§ Exercise description
Search the lines of the records for the word "round", and copy every line that has it.

§ Extracted data
○ ○ ○ ○
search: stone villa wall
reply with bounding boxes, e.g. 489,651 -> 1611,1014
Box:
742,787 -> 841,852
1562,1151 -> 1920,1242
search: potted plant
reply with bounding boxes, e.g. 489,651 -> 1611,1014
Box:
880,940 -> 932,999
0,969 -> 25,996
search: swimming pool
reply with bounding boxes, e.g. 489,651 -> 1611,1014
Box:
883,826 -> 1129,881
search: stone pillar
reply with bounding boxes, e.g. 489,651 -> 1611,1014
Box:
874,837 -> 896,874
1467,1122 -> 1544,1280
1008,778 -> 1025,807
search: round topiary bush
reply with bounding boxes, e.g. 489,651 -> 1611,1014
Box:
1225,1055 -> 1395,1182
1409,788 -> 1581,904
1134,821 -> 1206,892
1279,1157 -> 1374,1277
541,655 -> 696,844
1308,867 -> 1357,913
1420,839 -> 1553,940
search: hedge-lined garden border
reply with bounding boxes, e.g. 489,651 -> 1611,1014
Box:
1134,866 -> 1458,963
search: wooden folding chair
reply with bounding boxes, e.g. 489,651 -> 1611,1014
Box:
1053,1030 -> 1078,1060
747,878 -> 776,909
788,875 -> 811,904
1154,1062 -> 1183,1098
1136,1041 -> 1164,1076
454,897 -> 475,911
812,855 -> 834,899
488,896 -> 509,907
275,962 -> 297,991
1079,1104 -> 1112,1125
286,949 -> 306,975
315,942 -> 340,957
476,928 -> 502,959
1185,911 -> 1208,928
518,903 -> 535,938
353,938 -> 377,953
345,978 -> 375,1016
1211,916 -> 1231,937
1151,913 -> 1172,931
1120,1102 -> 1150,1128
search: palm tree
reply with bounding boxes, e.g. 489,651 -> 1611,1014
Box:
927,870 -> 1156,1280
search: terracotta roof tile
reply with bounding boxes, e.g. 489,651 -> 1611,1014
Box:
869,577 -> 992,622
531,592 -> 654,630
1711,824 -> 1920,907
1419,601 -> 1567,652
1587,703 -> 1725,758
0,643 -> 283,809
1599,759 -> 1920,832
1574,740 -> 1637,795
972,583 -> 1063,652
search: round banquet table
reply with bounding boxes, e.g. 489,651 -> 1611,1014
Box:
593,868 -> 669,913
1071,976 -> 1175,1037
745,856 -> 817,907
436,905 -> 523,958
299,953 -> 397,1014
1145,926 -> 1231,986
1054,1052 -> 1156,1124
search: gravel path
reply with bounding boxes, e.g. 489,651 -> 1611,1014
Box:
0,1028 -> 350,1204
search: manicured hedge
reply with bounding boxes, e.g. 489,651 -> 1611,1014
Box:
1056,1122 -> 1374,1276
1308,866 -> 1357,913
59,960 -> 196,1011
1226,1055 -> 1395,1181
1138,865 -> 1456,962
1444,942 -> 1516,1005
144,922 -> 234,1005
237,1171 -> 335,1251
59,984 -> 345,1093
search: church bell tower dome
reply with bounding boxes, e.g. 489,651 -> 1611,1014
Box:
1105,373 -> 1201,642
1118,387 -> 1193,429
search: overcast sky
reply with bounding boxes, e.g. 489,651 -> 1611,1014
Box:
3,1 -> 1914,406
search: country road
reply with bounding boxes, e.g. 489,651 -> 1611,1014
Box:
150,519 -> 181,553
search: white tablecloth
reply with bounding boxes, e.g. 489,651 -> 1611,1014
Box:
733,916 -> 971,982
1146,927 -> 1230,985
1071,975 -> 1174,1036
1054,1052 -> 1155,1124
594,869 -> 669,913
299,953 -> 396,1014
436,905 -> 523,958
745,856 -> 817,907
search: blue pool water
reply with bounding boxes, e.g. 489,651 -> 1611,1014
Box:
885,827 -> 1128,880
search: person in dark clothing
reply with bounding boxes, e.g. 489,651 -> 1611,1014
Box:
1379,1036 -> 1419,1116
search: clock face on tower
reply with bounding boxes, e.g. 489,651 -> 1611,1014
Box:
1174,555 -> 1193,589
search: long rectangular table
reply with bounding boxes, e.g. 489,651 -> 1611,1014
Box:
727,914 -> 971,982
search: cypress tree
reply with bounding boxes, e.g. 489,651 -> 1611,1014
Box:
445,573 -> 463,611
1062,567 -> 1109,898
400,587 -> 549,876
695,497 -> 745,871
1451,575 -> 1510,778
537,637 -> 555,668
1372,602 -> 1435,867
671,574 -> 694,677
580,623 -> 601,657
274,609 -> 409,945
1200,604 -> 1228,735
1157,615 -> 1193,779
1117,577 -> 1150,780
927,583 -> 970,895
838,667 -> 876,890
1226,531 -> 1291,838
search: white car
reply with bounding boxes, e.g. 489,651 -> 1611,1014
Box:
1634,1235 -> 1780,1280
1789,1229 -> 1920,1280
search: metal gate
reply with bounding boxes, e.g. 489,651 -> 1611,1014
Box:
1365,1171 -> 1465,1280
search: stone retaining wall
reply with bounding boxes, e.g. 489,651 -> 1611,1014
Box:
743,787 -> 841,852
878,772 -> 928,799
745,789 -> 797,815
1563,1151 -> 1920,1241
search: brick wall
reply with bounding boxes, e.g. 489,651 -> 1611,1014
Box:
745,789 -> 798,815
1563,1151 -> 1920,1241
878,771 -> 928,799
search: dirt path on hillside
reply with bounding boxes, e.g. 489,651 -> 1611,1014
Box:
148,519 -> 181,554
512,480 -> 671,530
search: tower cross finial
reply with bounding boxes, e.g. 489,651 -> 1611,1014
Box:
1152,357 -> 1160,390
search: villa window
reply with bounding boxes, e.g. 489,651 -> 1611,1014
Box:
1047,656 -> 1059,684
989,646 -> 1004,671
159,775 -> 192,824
○ ○ ○ ○
§ The completed task
search: round topiary bush
search: round banquet table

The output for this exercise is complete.